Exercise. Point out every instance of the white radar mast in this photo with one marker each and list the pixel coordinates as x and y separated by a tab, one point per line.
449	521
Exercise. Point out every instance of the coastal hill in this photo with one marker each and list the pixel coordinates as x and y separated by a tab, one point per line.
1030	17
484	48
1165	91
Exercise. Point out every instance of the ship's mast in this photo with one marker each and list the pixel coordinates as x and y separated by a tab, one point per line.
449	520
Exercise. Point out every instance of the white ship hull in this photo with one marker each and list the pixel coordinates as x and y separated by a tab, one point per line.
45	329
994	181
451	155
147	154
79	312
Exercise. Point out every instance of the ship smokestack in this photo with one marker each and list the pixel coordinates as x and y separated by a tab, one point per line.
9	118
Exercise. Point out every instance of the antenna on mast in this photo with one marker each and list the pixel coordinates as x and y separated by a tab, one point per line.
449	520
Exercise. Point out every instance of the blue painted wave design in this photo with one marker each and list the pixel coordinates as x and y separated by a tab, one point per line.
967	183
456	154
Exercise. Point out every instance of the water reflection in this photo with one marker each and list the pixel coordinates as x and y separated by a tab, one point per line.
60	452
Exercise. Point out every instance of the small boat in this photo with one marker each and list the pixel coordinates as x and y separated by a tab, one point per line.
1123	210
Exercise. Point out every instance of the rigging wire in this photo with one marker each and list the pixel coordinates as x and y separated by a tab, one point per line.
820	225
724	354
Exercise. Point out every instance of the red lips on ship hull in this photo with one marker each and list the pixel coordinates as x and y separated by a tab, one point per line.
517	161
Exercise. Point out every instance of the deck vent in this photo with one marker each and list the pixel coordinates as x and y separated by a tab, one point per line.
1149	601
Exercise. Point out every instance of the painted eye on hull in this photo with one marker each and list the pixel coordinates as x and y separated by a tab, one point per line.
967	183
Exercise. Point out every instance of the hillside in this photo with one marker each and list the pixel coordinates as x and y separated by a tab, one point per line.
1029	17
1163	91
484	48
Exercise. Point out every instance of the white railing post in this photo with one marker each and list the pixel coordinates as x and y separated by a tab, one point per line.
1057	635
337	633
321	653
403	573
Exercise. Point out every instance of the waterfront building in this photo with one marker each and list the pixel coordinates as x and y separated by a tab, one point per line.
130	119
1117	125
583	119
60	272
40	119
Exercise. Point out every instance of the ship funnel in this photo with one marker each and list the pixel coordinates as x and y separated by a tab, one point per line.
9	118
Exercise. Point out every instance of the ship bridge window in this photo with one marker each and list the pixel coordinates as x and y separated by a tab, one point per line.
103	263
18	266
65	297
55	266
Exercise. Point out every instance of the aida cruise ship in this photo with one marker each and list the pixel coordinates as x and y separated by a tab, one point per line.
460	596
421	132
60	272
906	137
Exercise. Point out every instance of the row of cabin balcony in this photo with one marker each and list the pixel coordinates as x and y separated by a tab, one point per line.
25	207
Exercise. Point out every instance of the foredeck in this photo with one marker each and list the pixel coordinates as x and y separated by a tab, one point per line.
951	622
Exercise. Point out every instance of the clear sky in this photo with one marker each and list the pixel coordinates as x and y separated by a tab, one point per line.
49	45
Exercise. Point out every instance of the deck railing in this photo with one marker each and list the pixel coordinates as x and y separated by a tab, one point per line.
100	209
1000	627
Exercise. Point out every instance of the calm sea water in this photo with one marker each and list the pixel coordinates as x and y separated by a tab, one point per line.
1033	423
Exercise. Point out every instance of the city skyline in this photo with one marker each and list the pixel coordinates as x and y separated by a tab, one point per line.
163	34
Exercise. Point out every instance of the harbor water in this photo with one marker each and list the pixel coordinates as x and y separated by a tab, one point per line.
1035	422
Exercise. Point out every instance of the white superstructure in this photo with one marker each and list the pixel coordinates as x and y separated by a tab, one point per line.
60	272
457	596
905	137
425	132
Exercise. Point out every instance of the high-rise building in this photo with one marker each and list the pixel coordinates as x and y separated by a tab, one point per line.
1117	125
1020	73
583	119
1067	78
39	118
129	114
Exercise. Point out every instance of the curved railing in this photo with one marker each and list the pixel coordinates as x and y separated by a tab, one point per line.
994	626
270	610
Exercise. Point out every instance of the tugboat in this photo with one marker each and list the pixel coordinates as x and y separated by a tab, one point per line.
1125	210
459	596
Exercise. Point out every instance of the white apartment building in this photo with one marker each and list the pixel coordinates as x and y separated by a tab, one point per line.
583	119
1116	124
◇ ◇ ◇ ◇ ◇ ◇ ◇
Once more, set down the full listing, verbatim.

Full output:
Exercise. Point out every instance of the white radar mast in this photo with one marker each and list the pixel coordinates as x and y separated by a tab, one point per line.
449	521
Exercise. Point out every instance of the coastal hill in this photo with one marker each and list the pixel coordinates as x and y separated by a tab, one point per line.
1030	17
484	48
1165	91
Exercise. Point out every instance of the ship's mast in this photo with one marker each and list the pixel coordinates as x and y separated by a tab, one point per line.
449	520
Exercise. Point out every instance of the white ship hull in this photo with one marker each and list the pixel coordinates as x and y separated by a tab, one point per line.
45	329
994	181
451	155
147	154
79	312
Exercise. Point out every instance of the ship smokestack in this photo with one marker each and list the pixel coordinates as x and y separated by a tab, one point per line.
9	118
Exercise. Point out every instance of the antenna on mast in this photo with one marker each and list the pixel coordinates as x and y separated by a tab, one point per line.
449	520
Exercise. Point out every instance of the blue painted wave design in this photo with one marker each and list the pixel coordinates as x and y separated by a tab, one point per line.
967	183
456	154
Exercise. Point out every instance of the water reflection in this photo with one marker each and list the pixel coordinates as x and y separated by a tab, one point per line.
60	452
Exercise. Point out every instance of the small boat in this photo with one marker each and list the pixel coordinates as x and y separated by a tab, one point per line.
1123	210
Exercise. Point out every instance of the rigging wire in this photo with one marker each and list the pixel coordinates as x and y separated by a tab, one point per line.
820	225
724	354
Exercise. Point out every instance of the red lips on ship hull in this photo with one marker each and list the pixel coordinates as x and y separated by a tab, one point per line.
517	161
Exercise. Point out every instance of the deck vent in this photo with one marker each and list the pixel coordinates as x and y separated by a tab, one point per line.
1149	601
Exercise. Point out every instance of the painted eye on hull in this photo with one marker each and list the pixel coordinates as x and y separated by a tab, one point per line.
967	183
Exercise. Point out every instance of the hillside in this photo with one marker each and list the pixel coordinates as x and y separated by a tab, one point per line.
1029	17
1163	91
484	48
Exercise. Point out every instance of the white railing post in this photo with one marker each and list the pixel coordinates as x and y separated by a tab, one point per line.
1057	635
337	633
321	653
403	573
Exercise. Point out every instance of the waterfront building in this photo with one marker each and list the pixel coordinates as x and y separated by a tab, one point per line.
130	119
1117	125
583	119
60	272
40	119
Exercise. Point out every instance of the ship funnel in this photo with one marker each and list the pixel coordinates as x and y separated by a tab, one point per line.
9	118
Exercise. Point out every instance of the ship bridge window in this photo with one marker each and list the pixel coordinates as x and y separated by a tab, one point per line.
103	263
18	266
65	297
55	266
Exercise. Point out every instance of the aida cruise ship in this photo with one marker each and list the pixel coordinates as x and y separated by a tab, one point per line.
460	596
421	132
60	272
906	137
Exercise. Point out every instance of the row of cabin balcony in this photo with one marker each and list the pixel coordinates as x and y separated by a tab, one point per line.
25	207
Exercise. Point out every instance of the foredeck in this photo with one marker each and list the pixel coordinates as x and y separated by a tab, one point per line.
951	622
Exercise. Point out every instance of the clear sky in this photo with one marker each and list the pixel coordinates as x and y separated by a tab, one point per line.
49	45
Exercise. Point out every instance of the deck railing in this photo with one marker each and list the pixel coordinates as x and y separated by a tab, one point per line.
100	209
1000	627
Exercise. Point out every instance of the calm sea water in this photo with one marker each and list the pixel coordinates as x and y separated by a tab, one point per line.
1033	423
Exercise. Point out every instance of the city skyline in this photo with one marker each and list the pixel coordinates as x and y separated by a tab, one point per line.
163	34
Exercise. Point out every instance of the harbor water in this photo with one marker each and list the pixel coordinates as x and y separated by a tab, one point per line.
1035	422
Exercise. Point out every instance of the white superstructure in this photo with one marker each and list the pixel coordinates as x and y separated by a tab, one point per line.
60	272
457	596
905	137
425	132
Exercise. Point out every instance of the high-rise building in this photo with one marker each and list the pixel coordinates as x and y separated by a tab, one point per line.
1117	125
1020	73
583	119
1067	78
39	118
129	114
Exercise. Point out every instance of the curved railing in this photo with one marker each and list the pixel coordinates as x and y separated by a tab, one point per line.
994	626
270	610
Exercise. Point out every instance of the tugboat in this photo with one marker each and list the pixel coordinates as x and y separated by a tab, one point per line.
1125	210
459	596
Exercise. Point out every instance of the white apartment building in this photo with one marker each and list the pixel coordinates as x and y separated by a tab, one point per line.
583	119
1116	124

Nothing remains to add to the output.